▶ Provided material:
════════════════════

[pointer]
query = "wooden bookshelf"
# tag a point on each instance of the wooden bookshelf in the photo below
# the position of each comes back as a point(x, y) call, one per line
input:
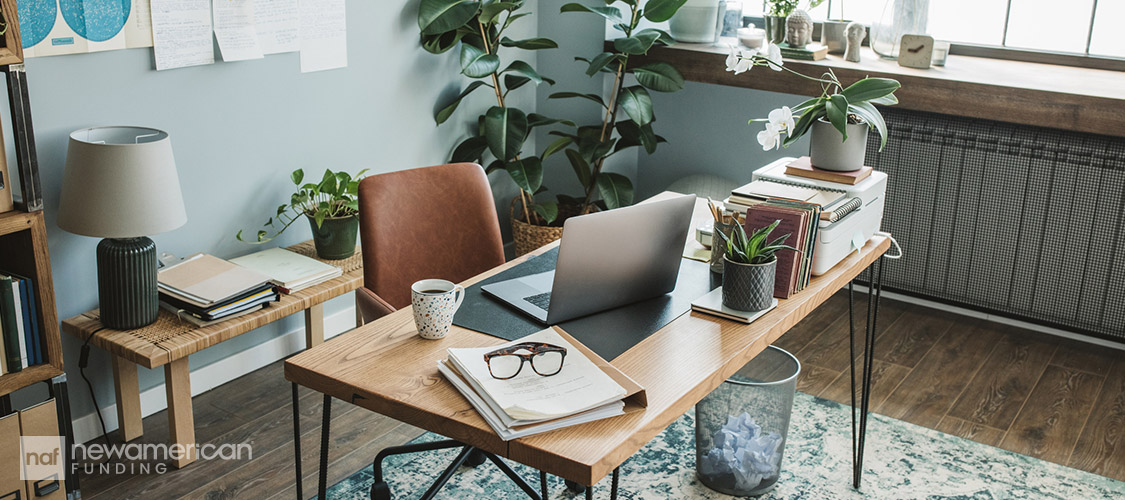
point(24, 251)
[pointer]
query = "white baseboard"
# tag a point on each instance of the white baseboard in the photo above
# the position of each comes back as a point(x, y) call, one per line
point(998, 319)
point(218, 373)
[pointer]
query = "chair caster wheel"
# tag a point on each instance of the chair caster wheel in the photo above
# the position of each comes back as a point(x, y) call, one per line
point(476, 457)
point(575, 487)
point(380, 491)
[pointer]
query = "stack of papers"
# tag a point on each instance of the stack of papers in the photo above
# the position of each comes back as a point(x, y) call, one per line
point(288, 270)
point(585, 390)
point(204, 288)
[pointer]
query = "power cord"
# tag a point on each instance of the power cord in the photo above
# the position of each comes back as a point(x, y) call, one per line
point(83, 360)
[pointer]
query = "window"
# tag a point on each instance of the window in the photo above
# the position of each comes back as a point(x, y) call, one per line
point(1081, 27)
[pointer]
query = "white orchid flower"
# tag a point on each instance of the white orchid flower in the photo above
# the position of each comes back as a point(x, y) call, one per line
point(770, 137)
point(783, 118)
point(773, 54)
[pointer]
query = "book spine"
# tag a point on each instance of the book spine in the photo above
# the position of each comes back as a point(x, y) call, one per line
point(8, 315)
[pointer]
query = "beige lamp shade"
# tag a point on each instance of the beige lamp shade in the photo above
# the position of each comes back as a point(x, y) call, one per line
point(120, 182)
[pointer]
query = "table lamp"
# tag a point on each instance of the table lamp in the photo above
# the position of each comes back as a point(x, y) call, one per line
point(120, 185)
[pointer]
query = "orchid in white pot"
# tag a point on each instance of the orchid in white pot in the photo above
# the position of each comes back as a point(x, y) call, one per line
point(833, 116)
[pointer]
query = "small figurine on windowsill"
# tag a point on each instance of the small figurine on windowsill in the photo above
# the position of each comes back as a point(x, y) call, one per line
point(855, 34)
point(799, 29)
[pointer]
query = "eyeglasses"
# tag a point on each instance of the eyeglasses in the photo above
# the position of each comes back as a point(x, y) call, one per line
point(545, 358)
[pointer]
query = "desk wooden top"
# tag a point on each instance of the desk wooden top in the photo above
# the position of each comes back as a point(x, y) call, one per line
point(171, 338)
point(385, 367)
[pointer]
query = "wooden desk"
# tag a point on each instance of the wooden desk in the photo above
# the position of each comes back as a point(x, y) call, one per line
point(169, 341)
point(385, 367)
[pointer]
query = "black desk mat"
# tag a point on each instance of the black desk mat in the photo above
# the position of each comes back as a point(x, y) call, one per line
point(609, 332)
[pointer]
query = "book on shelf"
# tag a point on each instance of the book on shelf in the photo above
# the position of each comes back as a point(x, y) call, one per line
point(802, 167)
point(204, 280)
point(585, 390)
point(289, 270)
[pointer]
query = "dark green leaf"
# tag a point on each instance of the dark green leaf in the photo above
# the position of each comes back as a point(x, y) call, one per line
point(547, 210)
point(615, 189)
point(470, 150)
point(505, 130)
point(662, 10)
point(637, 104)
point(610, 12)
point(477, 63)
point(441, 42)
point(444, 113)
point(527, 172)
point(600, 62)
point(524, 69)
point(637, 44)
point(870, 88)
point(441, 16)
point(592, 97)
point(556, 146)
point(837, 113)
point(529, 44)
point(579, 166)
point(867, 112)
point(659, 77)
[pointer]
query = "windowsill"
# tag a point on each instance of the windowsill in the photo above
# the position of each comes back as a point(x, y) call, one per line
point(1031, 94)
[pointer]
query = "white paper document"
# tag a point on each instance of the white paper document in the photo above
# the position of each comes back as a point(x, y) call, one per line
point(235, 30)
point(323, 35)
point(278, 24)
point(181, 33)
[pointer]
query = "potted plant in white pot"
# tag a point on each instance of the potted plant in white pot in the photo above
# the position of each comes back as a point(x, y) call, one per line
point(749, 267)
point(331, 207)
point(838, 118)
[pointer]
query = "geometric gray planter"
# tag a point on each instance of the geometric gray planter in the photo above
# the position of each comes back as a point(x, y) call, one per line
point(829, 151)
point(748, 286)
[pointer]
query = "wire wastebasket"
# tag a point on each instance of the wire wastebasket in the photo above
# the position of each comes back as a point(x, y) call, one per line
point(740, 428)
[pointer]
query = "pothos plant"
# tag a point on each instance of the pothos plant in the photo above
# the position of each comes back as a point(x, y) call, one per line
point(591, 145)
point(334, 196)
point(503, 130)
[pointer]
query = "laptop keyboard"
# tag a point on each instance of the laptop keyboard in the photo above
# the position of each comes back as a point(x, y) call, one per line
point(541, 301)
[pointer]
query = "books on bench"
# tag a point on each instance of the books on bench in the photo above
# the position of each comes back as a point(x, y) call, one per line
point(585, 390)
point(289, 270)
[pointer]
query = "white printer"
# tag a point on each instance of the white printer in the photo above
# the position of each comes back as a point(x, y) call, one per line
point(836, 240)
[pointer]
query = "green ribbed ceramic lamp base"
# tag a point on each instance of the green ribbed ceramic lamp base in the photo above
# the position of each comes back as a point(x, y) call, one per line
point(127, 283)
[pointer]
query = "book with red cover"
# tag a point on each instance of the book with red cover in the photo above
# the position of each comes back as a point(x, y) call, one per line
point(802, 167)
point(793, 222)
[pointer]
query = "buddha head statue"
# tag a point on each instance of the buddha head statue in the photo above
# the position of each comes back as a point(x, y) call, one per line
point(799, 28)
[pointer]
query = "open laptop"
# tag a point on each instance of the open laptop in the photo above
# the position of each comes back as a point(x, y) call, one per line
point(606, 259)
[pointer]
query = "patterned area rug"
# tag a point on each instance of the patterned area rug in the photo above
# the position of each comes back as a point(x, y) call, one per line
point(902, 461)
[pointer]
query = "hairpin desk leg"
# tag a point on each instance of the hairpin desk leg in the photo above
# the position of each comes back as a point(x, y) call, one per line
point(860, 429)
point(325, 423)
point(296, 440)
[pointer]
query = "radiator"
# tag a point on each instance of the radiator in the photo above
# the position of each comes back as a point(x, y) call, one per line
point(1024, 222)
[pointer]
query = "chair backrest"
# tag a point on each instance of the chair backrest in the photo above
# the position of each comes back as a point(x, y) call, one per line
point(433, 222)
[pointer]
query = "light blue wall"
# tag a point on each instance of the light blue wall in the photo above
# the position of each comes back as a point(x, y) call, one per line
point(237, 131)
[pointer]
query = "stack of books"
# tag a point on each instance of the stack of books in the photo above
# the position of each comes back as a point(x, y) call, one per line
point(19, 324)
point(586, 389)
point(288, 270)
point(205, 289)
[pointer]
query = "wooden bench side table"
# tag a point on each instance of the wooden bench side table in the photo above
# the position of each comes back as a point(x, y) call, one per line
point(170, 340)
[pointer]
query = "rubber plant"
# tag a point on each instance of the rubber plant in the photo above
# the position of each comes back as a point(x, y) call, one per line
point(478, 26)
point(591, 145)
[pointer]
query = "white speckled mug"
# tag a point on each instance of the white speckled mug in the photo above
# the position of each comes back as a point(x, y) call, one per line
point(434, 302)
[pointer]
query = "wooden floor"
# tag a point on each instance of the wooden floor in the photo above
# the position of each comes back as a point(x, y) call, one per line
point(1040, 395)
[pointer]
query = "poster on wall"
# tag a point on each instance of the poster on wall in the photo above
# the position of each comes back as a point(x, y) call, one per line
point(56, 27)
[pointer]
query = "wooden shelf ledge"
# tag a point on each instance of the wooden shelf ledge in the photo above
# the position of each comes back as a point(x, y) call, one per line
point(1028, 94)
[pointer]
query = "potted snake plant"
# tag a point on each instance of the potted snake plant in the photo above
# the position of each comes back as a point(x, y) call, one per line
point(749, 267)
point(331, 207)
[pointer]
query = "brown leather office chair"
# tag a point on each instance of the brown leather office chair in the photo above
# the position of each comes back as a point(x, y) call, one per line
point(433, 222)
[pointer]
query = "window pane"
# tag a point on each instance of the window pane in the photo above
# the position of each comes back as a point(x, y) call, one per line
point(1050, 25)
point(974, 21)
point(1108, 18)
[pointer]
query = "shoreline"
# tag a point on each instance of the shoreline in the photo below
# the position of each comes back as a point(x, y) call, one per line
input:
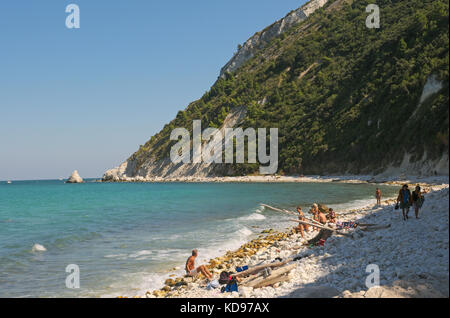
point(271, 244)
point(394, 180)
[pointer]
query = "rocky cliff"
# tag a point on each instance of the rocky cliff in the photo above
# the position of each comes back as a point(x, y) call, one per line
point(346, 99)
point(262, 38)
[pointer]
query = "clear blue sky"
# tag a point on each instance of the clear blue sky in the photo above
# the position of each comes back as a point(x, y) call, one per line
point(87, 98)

════════════════════

▶ Requirement: Could you turn the records above, from their start through the line containing "point(833, 116)", inclusive, into a JSON list of strings with one string per line, leaving out blank lines and the pictures?

▶ Solution:
[
  "[pointer]",
  "query = \"wooden bookshelf\"",
  "# tag a point on each instance of the wooden bookshelf in the photo below",
  "# the position of each comes back as a point(x, y) call, one per line",
  "input:",
  "point(24, 251)",
  "[pointer]",
  "query = \"white baseboard\"",
  "# tag a point on each instance of the white baseboard in the photo above",
  "# the position of each comes back as a point(x, y) call, one per line",
  "point(998, 319)",
  "point(218, 373)",
  "[pointer]",
  "query = \"chair caster wheel\"",
  "# tag a point on each instance of the chair caster wheel in the photo above",
  "# the position of each comes back as a point(x, y) call, one per line",
  "point(476, 457)",
  "point(575, 487)",
  "point(380, 491)",
  "[pointer]",
  "query = \"stack of papers\"",
  "# tag a point on each instance of the stack of papers in the photo above",
  "# the position of each comes back as a point(x, y) call, one per line",
  "point(288, 270)",
  "point(585, 390)",
  "point(204, 288)",
  "[pointer]",
  "query = \"power cord\"",
  "# tag a point on each instance of the power cord in the photo above",
  "# the position of each comes back as a point(x, y) call, one per line",
  "point(83, 360)",
  "[pointer]",
  "query = \"window\"",
  "# tag a point on each instance of the window in the photo above",
  "# the position of each comes back as a point(x, y) call, one per line",
  "point(1081, 27)",
  "[pointer]",
  "query = \"white orchid flower\"",
  "# tag a point on each instance of the white orchid flower in the photo above",
  "# the position of each comes back as a point(x, y) call, one per line",
  "point(770, 137)",
  "point(783, 118)",
  "point(773, 54)",
  "[pointer]",
  "query = \"book spine\"",
  "# tag a point on each instance of the book spine in the photo above",
  "# the position of each comes back as a point(x, y) call, one per line",
  "point(8, 315)",
  "[pointer]",
  "query = \"beige lamp shade\"",
  "# tag a point on each instance of the beige lamp shade in the photo above",
  "# the position of each comes back as a point(x, y) call, one per line",
  "point(120, 182)",
  "[pointer]",
  "query = \"table lamp\"",
  "# tag a point on each instance of the table lamp in the photo above",
  "# the position of each comes back as a point(x, y) call, one per line",
  "point(120, 185)",
  "[pointer]",
  "query = \"orchid in white pot\"",
  "# tag a point on each instance of the orchid in white pot in the photo above",
  "# the position of each comes back as a point(x, y) call, one per line",
  "point(833, 116)"
]